### Instructions to follow
Copy everything from the line containing "Could you please point out the blue" down to the end of the records, substituting "linen napkin" for "cloth napkin" and changing nothing else. Omit the pictures.

(Coordinate annotation records)
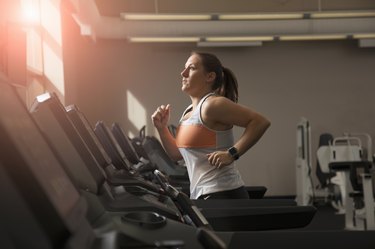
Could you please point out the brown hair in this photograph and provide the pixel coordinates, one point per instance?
(225, 82)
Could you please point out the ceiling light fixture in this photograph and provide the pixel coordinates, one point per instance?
(166, 17)
(312, 37)
(163, 39)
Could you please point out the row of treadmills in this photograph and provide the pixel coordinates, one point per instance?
(65, 184)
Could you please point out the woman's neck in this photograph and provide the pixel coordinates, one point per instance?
(196, 99)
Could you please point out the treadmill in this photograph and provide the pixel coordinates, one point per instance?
(50, 205)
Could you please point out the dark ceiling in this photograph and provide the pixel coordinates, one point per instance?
(114, 7)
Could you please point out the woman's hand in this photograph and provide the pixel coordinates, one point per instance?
(220, 159)
(160, 118)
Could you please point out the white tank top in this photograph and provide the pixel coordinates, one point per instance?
(195, 141)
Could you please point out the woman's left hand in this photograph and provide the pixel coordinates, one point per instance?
(220, 159)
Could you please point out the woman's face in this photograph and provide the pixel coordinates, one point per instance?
(194, 77)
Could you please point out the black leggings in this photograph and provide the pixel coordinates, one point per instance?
(238, 193)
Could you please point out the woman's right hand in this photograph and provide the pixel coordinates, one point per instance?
(160, 118)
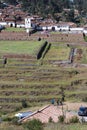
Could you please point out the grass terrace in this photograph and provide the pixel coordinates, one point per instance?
(13, 29)
(20, 47)
(58, 51)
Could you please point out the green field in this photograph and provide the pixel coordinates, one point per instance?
(13, 29)
(58, 51)
(20, 47)
(49, 126)
(38, 81)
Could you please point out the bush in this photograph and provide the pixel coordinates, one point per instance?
(33, 125)
(50, 120)
(7, 119)
(61, 118)
(74, 119)
(24, 104)
(41, 50)
(14, 120)
(84, 99)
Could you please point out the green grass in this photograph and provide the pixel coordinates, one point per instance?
(13, 29)
(58, 51)
(59, 126)
(20, 47)
(49, 126)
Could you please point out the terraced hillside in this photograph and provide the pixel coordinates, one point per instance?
(38, 81)
(55, 37)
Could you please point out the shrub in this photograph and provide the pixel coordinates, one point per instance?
(33, 125)
(14, 120)
(24, 104)
(50, 120)
(61, 118)
(74, 119)
(84, 99)
(41, 50)
(6, 119)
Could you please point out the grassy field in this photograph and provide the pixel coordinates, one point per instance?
(58, 51)
(13, 29)
(49, 126)
(36, 82)
(20, 47)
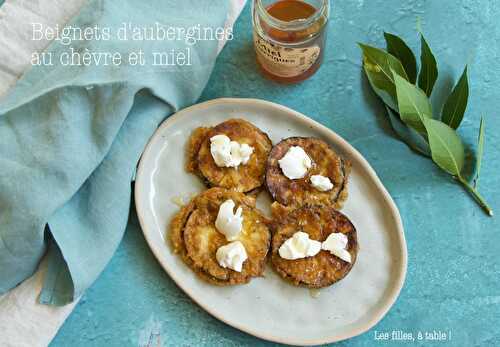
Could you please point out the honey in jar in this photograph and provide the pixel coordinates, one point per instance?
(289, 37)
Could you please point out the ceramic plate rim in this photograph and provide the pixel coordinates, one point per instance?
(331, 135)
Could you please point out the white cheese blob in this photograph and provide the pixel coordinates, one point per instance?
(228, 222)
(232, 256)
(336, 243)
(295, 163)
(299, 246)
(227, 153)
(321, 183)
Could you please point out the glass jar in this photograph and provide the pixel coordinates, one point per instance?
(289, 37)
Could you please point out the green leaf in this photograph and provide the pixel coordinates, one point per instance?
(398, 48)
(446, 147)
(378, 64)
(414, 106)
(428, 73)
(412, 138)
(454, 108)
(479, 153)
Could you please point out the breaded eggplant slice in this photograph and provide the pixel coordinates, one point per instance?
(300, 192)
(245, 177)
(195, 238)
(324, 268)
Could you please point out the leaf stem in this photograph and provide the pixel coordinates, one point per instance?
(480, 200)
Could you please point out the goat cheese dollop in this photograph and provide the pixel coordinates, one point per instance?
(295, 163)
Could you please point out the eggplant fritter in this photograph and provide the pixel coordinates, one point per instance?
(300, 192)
(324, 268)
(245, 177)
(195, 238)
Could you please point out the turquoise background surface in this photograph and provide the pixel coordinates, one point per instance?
(454, 250)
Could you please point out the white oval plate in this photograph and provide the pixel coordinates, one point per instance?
(269, 307)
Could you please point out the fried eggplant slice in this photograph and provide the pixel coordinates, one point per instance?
(300, 192)
(195, 238)
(323, 269)
(245, 177)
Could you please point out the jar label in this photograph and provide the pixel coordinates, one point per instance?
(285, 61)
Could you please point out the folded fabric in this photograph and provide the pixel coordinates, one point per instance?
(70, 137)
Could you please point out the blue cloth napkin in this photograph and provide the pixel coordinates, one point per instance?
(71, 136)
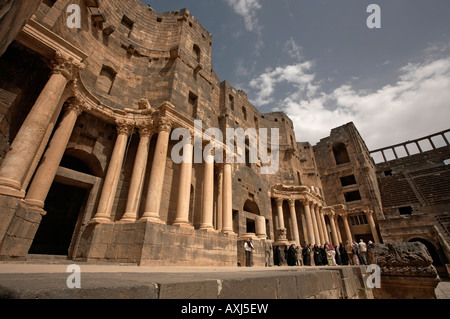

### Result for this exercise
Could you please point out the blue linen napkin in this photograph and provide the pixel coordinates, one point per instance?
(71, 136)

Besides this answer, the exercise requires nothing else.